**SELECTED TEXT:**

Tools: add a utility to validate array sizes

The script check_source/static_check_size_comments.py run directly or called via the convenience target "make check_size_comments". Add a utility module: `line_number_utils` which implements a version of `re.finditer` that includes line numbers & ranges.
2025-05-23 04:01:10 +00:00
parent 84694bf635
commit 0265b13399
4 changed files with 374 additions and 0 deletions
--- a/5
+++ b/5
@@ -64,6 +64,7 @@ Static Source Code Checking

   * check_clang_array:     Run blender source through clang array checking script (C & C++).
   * check_struct_comments: Check struct member comments are correct (C & C++).
+   * check_size_comments:   Check array size comments match defines/enums (C & C++).
   * check_deprecated:      Check if there is any deprecated code to remove.
   * check_descriptions:    Check for duplicate/invalid descriptions.
   * check_licenses:        Check license headers follow the SPDX license specification,
@@ -502,6 +503,10 @@ check_struct_comments: .FORCE
 	    "$(BLENDER_DIR)/tools/check_source/static_check_clang.py" \
 	    --checks=struct_comments --match=".*" --jobs=$(NPROCS)

+check_size_comments: .FORCE
+	$(PYTHON) \
+	    "$(BLENDER_DIR)/tools/check_source/static_check_size_comments.py"
+
 check_clang_array: .FORCE
 	@$(CMAKE_CONFIG)
 	@cd "$(BUILD_DIR)" ; \
--- a/tools/check_source/check_mypy_config.py
+++ b/tools/check_source/check_mypy_config.py
@@ -33,6 +33,7 @@ PATHS: tuple[tuple[str, tuple[Any, ...], dict[str, str]], ...] = (
    ("tools/check_docs/", (), {}),
    ("tools/check_source/", (), {'MYPYPATH': "modules"}),
    ("tools/check_source/check_unused_defines.py", (), {'MYPYPATH': "../utils_maintenance/modules"}),
+    ("tools/check_source/static_check_size_comments.py", (), {'MYPYPATH': "../utils_maintenance/modules"}),
    ("tools/config/", (), {}),
    ("tools/triage/", (), {}),
    ("tools/utils/", (), {}),
--- a/tools/check_source/static_check_size_comments.py
+++ b/tools/check_source/static_check_size_comments.py
@@ -0,0 +1,280 @@
+#!/usr/bin/env python3
+# SPDX-FileCopyrightText: 2023 Blender Authors
+#
+# SPDX-License-Identifier: GPL-2.0-or-later
+
+r"""
+Validates sizes in C/C++ sources written as: ``type name[/*MAX_NAME*/ 64]``
+where ``MAX_NAME`` is expected to be a define equal to 64, otherwise a warning is reported.
+"""
+__all__ = (
+    "main",
+)
+
+import os
+import sys
+import re
+
+THIS_DIR = os.path.dirname(__file__)
+BASE_DIR = os.path.normpath(os.path.abspath(os.path.normpath(os.path.join(THIS_DIR, "..", ".."))))
+sys.path.append(os.path.join(THIS_DIR, "..", "utils_maintenance", "modules"))

**INFORMATION SUPPLIED:**
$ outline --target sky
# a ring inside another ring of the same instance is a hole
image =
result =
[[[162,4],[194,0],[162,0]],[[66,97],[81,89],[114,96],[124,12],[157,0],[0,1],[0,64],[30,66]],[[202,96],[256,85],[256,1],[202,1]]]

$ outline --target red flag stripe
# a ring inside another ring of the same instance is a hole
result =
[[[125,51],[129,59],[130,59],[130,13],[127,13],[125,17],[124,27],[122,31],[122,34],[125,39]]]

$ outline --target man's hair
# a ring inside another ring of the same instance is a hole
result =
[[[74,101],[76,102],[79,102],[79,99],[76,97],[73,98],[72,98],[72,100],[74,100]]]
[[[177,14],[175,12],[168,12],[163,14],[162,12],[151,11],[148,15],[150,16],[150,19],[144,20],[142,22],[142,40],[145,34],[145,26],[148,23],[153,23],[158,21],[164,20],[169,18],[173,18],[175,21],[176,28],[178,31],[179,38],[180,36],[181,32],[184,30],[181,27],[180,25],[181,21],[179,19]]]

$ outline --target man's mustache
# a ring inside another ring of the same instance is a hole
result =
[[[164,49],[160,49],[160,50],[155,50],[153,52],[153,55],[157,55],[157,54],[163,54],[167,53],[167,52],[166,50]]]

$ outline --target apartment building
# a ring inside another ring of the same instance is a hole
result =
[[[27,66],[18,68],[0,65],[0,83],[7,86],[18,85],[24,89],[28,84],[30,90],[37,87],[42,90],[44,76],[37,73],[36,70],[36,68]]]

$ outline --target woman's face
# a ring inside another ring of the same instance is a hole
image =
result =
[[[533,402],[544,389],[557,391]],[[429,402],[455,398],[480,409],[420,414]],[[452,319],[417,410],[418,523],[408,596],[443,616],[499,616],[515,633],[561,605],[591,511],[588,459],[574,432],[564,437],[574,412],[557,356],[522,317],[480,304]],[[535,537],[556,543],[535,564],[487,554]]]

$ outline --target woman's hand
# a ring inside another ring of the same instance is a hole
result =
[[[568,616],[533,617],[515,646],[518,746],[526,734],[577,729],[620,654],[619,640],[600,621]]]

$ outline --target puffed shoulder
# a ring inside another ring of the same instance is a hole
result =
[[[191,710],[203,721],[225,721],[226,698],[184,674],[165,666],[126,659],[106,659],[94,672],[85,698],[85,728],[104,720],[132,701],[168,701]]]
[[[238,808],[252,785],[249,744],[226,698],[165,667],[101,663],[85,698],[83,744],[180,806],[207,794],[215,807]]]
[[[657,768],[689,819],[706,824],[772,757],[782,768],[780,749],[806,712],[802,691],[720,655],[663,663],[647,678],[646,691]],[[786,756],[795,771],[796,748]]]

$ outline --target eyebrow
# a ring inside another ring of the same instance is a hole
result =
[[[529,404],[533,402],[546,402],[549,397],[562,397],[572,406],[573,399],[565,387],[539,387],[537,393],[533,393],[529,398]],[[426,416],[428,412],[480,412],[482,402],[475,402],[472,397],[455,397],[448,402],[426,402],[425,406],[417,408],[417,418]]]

**TASK REQUIREMENTS:**
Retype the commit text word for word, starting at "2025-05-23 04:01:10 +00:00" and ending at "defines/enums (C & C++).". Rely only on the commit text, not on the records.

**TASK SOLUTION:**
2025-05-23 04:01:10 +00:00
parent 84694bf635
commit 0265b13399
4 changed files with 374 additions and 0 deletions
--- a/5
+++ b/5
@@ -64,6 +64,7 @@ Static Source Code Checking

   * check_clang_array:     Run blender source through clang array checking script (C & C++).
   * check_struct_comments: Check struct member comments are correct (C & C++).
+   * check_size_comments:   Check array size comments match defines/enums (C & C++).